* **TEXTO DE LA PÁGINA**:
►
Ayer me pasé varias
horas en la embajada de un país que visitaré dentro de unas semanas. No se trataba
de una entrevista con el embajador o de una recepción, sino de algo mucho más prosaico: solicitar el
visado de entrada en ese país. Como se trata de un país muy poco visitado, no había
nadie más que yo en la sala de espera, así que no hubo el menor riesgo de aglomeración,
ni tuve que guardar cola. Según la placa que había en la entrada, la atención al
público comenzaba a las 10 de la mañana. El encargado de la recepción apareció un poco antes
de las 11. Esperé con una impaciencia mal disimulada. Cualquier leve signo de protesta podría haber
complicado las cosas. Después de presentar toda la documentación, el funcionario –que fue correcto y hasta amable– me dice que
el pago de las tasas hay que hacerlo a través del banco. Con los datos de la
cuenta bancaria de la embajada, me dirijo a la sucursal del banco más cercana. Tras
una larga espera, cuando voy a hacer el ingreso, el encargado de turno me dice
que debo presentar dos documentos complementarios porque la nueva ley italiana
los exige para evitar cualquier riesgo de reciclaggio
(de lavado de dinero negro, vamos). Me dirijo a mi casa, recojo los documentos
solicitados, vuelvo a la oficina bancaria y, tras retirar de la máquina expendedora
el papelito con mi número, hago la cola correspondiente. Me llega el turno.
Ingresar 100 miserables euros me lleva casi media hora más. Se ve que me tocó
un trabajador poco experimentado o que el procedimiento –estamos en Italia– es
muy prolijo. Regreso a la embajada, presento el justificante del ingreso
bancario y vuelvo a esperar. El funcionario de recepción me dice que debo abonar 50
euros más si quiero que me den el visado en el día; de lo contrario, tendré que
esperar alguna semana. Sé adónde van a parar esos euros. El chantaje es claro,
pero paso por él, dado que no puedo jugar con las fechas. Regreso a casa con el
dichoso visado estampado en el pasaporte. Cae de plano el sol del primo pomeriggio.
En realidad, lo
que yo viví ayer lo viven a diario –y en peores condiciones– millones de ciudadanos
de todo el mundo que se acercan a cualquier oficina pública. La burocracia consume tiempo, dinero y humor.
◄
* **MATERIAL**:
►
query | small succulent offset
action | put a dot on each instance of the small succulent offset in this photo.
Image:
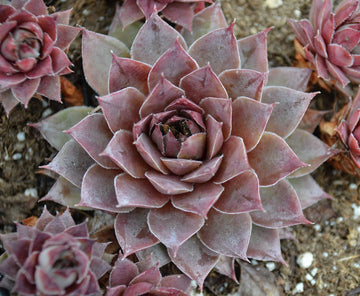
(198, 146)
(55, 257)
(180, 12)
(330, 40)
(143, 277)
(32, 56)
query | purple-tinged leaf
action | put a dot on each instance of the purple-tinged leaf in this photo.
(53, 126)
(161, 95)
(243, 82)
(217, 48)
(121, 108)
(291, 77)
(149, 153)
(24, 91)
(126, 72)
(273, 159)
(98, 190)
(221, 110)
(265, 244)
(202, 83)
(289, 108)
(205, 172)
(71, 163)
(227, 234)
(234, 162)
(173, 65)
(180, 166)
(253, 52)
(200, 200)
(310, 150)
(207, 20)
(167, 184)
(93, 134)
(96, 52)
(249, 120)
(173, 226)
(132, 233)
(194, 259)
(132, 192)
(241, 194)
(153, 39)
(282, 207)
(308, 191)
(123, 152)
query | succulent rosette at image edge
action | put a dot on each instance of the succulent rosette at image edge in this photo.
(32, 56)
(128, 278)
(198, 146)
(330, 40)
(55, 257)
(180, 12)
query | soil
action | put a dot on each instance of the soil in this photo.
(333, 239)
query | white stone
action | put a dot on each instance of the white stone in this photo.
(270, 266)
(21, 136)
(31, 192)
(299, 288)
(273, 3)
(305, 260)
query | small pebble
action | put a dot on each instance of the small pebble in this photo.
(17, 156)
(31, 192)
(21, 136)
(270, 266)
(305, 260)
(299, 288)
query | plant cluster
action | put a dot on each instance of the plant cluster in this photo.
(200, 152)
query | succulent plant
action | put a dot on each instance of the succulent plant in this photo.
(330, 40)
(180, 12)
(197, 147)
(143, 277)
(55, 257)
(32, 53)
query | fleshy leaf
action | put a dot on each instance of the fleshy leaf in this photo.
(241, 194)
(282, 207)
(310, 150)
(98, 190)
(288, 111)
(265, 244)
(52, 127)
(219, 48)
(194, 259)
(173, 226)
(122, 151)
(273, 159)
(153, 39)
(93, 134)
(249, 120)
(71, 163)
(227, 234)
(132, 192)
(96, 53)
(200, 200)
(132, 231)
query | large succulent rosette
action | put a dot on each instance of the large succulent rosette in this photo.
(144, 277)
(330, 40)
(197, 147)
(55, 257)
(32, 56)
(180, 12)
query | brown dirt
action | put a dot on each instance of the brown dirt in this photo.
(333, 240)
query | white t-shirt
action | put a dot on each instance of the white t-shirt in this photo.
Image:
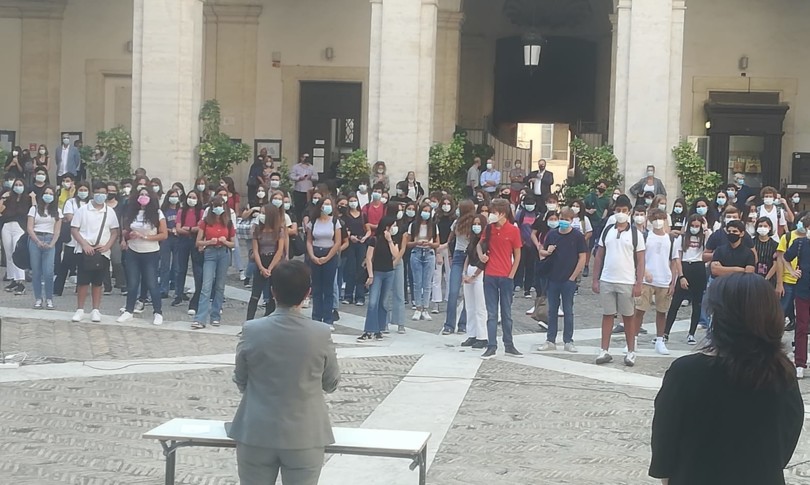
(71, 206)
(88, 220)
(619, 266)
(777, 217)
(144, 228)
(660, 251)
(694, 252)
(43, 224)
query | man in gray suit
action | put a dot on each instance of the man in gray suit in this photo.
(68, 160)
(284, 363)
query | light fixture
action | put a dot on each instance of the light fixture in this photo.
(532, 48)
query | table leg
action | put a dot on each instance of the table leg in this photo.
(423, 467)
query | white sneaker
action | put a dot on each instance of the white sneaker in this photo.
(661, 346)
(546, 346)
(125, 317)
(630, 359)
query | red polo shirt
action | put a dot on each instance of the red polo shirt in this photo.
(504, 241)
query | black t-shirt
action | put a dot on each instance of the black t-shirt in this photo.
(566, 253)
(718, 238)
(729, 257)
(382, 260)
(752, 434)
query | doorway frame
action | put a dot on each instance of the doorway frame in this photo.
(291, 78)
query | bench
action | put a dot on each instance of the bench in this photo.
(180, 433)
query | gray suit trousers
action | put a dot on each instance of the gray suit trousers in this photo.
(260, 466)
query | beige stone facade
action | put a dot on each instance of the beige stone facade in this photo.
(425, 67)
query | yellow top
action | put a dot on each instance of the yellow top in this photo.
(782, 248)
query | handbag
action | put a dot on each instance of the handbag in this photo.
(95, 261)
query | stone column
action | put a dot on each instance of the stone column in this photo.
(166, 87)
(647, 87)
(403, 67)
(40, 70)
(448, 66)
◄
* **TAREAS**:
(a) Según el texto sobre el visado, ¿cuánto dinero más le pidieron en la embajada para entregarle el visado en el mismo día?
(b) Reproduce el fragmento del texto sobre el visado que comienza con las palabras que contienen "En realidad, lo" y termina con "dinero y humor.".
Las entradas no guardan ninguna relación con el texto sobre el visado.

* **SOLUCIONES**:
(a) 50 euros.

(b)
En realidad, lo
que yo viví ayer lo viven a diario –y en peores condiciones– millones de ciudadanos
de todo el mundo que se acercan a cualquier oficina pública. La burocracia consume tiempo, dinero y humor.